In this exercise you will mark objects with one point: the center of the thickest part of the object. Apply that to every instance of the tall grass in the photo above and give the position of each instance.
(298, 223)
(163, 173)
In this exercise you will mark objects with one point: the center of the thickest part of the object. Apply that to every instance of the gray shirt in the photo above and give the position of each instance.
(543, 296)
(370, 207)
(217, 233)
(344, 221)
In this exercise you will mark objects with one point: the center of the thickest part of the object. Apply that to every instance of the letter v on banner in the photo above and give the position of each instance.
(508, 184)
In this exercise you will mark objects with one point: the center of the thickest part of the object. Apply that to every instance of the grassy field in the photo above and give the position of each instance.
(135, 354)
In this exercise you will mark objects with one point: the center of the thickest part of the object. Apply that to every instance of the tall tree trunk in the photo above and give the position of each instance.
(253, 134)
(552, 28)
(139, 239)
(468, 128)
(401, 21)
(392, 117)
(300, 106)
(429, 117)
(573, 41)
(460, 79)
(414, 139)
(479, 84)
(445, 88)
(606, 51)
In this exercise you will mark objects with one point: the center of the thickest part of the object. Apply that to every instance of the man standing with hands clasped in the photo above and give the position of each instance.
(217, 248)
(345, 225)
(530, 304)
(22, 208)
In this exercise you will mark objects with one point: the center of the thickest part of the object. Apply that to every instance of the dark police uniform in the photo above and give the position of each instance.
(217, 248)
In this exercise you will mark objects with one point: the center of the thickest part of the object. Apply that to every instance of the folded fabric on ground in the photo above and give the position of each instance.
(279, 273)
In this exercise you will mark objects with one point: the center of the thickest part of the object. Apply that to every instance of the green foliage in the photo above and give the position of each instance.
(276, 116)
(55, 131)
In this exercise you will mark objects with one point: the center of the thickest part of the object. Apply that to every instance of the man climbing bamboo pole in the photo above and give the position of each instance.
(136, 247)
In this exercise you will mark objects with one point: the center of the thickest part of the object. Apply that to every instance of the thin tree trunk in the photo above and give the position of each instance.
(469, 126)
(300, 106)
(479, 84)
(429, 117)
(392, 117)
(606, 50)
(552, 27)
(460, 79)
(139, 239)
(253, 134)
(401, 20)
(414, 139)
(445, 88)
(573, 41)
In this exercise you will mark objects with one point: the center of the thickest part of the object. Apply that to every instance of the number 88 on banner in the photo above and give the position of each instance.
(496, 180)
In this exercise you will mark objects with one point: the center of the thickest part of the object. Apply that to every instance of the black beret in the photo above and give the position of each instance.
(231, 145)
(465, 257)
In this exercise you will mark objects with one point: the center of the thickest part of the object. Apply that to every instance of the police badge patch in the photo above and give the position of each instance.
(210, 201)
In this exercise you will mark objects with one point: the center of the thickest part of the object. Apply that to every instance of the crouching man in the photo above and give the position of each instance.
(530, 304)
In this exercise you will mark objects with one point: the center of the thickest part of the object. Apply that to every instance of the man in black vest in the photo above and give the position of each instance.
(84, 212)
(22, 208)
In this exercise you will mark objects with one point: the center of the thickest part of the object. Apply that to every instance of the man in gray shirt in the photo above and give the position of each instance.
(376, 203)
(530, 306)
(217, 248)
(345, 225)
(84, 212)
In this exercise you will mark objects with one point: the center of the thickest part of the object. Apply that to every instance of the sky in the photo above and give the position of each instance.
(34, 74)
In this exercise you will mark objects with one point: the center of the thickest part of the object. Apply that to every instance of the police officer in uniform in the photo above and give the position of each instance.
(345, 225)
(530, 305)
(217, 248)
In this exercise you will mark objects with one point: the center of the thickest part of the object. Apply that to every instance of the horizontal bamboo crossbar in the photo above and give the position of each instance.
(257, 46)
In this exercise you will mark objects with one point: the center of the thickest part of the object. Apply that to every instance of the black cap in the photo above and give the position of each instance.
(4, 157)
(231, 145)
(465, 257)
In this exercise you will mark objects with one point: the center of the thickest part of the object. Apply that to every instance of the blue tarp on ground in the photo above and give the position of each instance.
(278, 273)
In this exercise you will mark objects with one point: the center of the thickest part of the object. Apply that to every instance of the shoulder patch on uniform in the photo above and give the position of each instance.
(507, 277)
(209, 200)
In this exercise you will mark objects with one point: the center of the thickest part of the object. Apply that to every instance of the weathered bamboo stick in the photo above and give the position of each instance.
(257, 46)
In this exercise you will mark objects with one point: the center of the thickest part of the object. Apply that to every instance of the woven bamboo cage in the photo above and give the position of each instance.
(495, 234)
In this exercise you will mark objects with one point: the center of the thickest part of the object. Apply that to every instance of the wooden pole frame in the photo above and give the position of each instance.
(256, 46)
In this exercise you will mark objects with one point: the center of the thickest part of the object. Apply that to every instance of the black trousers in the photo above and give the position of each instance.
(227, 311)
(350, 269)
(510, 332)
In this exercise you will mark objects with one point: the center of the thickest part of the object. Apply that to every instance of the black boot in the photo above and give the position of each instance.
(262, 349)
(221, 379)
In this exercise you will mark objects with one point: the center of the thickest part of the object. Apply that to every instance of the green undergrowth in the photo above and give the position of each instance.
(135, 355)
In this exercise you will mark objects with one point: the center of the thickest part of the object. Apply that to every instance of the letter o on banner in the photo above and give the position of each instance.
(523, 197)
####
### EXERCISE PROMPT
Return the full data, every line of it, with nothing altered.

### TASK ANSWER
In this exercise you will mark objects with one point: the center of the thickest part of the object. Apply that to every instance of the tall grass in the photo above and give the position of each instance.
(298, 223)
(163, 173)
In this exercise you will mark objects with one point: the center of the thickest part of the object. Apply that to every instance of the gray shirt in the photo above and give the position of each instance.
(543, 296)
(370, 207)
(217, 233)
(344, 221)
In this exercise you will mark objects with one point: the center of the thickest part of the object. Apply that to every instance of the letter v on banner in the photo above and give the position of each instance.
(508, 184)
In this exercise you will mark objects with one point: the center of the thickest part of the object. Apply that to every instance of the grassy field in the photo above and give the position of each instance.
(135, 354)
In this exercise you will mark objects with one point: the center of the thickest part of the object. Apply that to every instance of the tall tree trunk in the photo above and give the position of each instance.
(253, 134)
(552, 28)
(139, 239)
(468, 128)
(401, 21)
(392, 117)
(300, 106)
(429, 117)
(573, 41)
(460, 79)
(414, 139)
(479, 84)
(445, 88)
(606, 51)
In this exercise you will mark objects with one point: the center of the thickest part of the object. Apply that to every instance of the man standing with hands clasped in the photo above and give the position of each instance.
(217, 248)
(345, 225)
(530, 304)
(22, 208)
In this exercise you will mark objects with one point: the center of the thickest part of the object. Apply that to every instance of the dark police uniform in the photo above and give the position of each instance.
(217, 248)
In this exercise you will mark objects with one point: the center of the thickest part of the object. Apply that to every instance of the folded fabric on ground in the photo above and give the position of each instance.
(279, 273)
In this exercise you will mark objects with one point: the center of the thickest part of the object. Apply that to every instance of the green foliage in the photo above and give the position of each instance.
(276, 116)
(55, 131)
In this exercise you will mark objects with one point: the center of the thickest part of the object. Apply that to every instance of the man climbing bamboo pole in the photo above and give the position of each instance.
(136, 247)
In this exercise you will mark objects with one point: the center of the thickest part of the object. Apply that to every instance of the thin tree trunk in the photo above and give the position of each instance.
(469, 126)
(300, 106)
(479, 84)
(429, 117)
(392, 117)
(606, 50)
(552, 27)
(460, 79)
(139, 239)
(253, 134)
(401, 20)
(414, 139)
(445, 88)
(573, 41)
In this exercise you will mark objects with one point: the center of the thickest part of the object. Apply that to every instance of the number 88 on banner in the photo above and give the position of each instance.
(496, 180)
In this exercise you will mark objects with one point: the center of the thickest part of the object. Apply that to every instance of the black beret in the photo above and give the position of each instance.
(231, 145)
(465, 257)
In this exercise you will mark objects with one point: the center of the thickest part of the object. Apply that to every instance of the police badge patch in the photo above and give the position of each instance.
(210, 201)
In this exercise you will mark objects with one point: the center of the thickest part of the object. Apply that to every instance of the crouching man in the photo above and give the position of each instance.
(530, 304)
In this exercise you will mark objects with one point: the center of the thickest part of the object. Apply that to every instance of the man in black vest in the photo above and give the position of each instance.
(84, 212)
(22, 208)
In this exercise you will mark objects with one point: the center of the thickest part of the object. Apply that to every instance of the man in gray shirt in the photo above and give the position of each instance.
(376, 203)
(530, 306)
(217, 248)
(345, 225)
(84, 212)
In this exercise you will mark objects with one point: the center of the thickest part of the object. Apply that to every instance of the sky in the photo above and give the position of each instance.
(34, 74)
In this exercise you will mark objects with one point: the center of the thickest part of the object. Apply that to every instance of the police officer in uniform in the photo above and give the position of each instance.
(345, 225)
(530, 305)
(217, 248)
In this exercise you will mark objects with one point: the center of the thickest part of the object. Apply that to every instance of the horizontal bamboo crossbar in the photo above and give the position of each instance.
(257, 46)
In this exercise you will mark objects with one point: the center of the thickest part of the object. Apply that to every instance of the black cap in the photo above and give the position of each instance.
(4, 157)
(231, 145)
(465, 257)
In this exercise you will mark objects with one point: the center of the thickest part of the object. Apply that to every instance of the blue tarp on ground in the photo above and give the position of each instance.
(278, 273)
In this exercise you will mark objects with one point: the center of the thickest part of the object. Apply that to every instance of the shoulder patch on uniform in the photo above and give the position of each instance.
(507, 277)
(209, 200)
In this exercise you will mark objects with one point: the center of the thickest part of the object. Apply that to every instance of the weathered bamboo stick in the photo above and give the position of each instance.
(257, 46)
In this exercise you will mark objects with one point: the center of the thickest part of the object. Apply that to every instance of the woven bamboo cage in the photo above and give the position of each instance.
(495, 234)
In this exercise you will mark objects with one point: the center of the thickest part of the object. Apply that to every instance of the wooden pole frame in the photo above and give the position of each instance.
(256, 46)
In this exercise you will mark objects with one point: the center of the thickest part of the object. Apply that to every instance of the black trousers in the photo above and give the position of each instance.
(227, 311)
(350, 269)
(510, 332)
In this exercise you will mark objects with one point: the center of the thickest part of the object. Apply that to every instance of the black boot in the photo above and give the position of each instance.
(262, 349)
(221, 379)
In this exercise you will mark objects with one point: the center of the thickest part of the object. Apply that to every instance of the green undergrowth in the photo above and give the position of each instance.
(135, 355)
In this exercise you will mark objects with one point: the center of the thickest part of the object. Apply that to every instance of the letter o on banner in the photo above and give the position of each instance.
(523, 197)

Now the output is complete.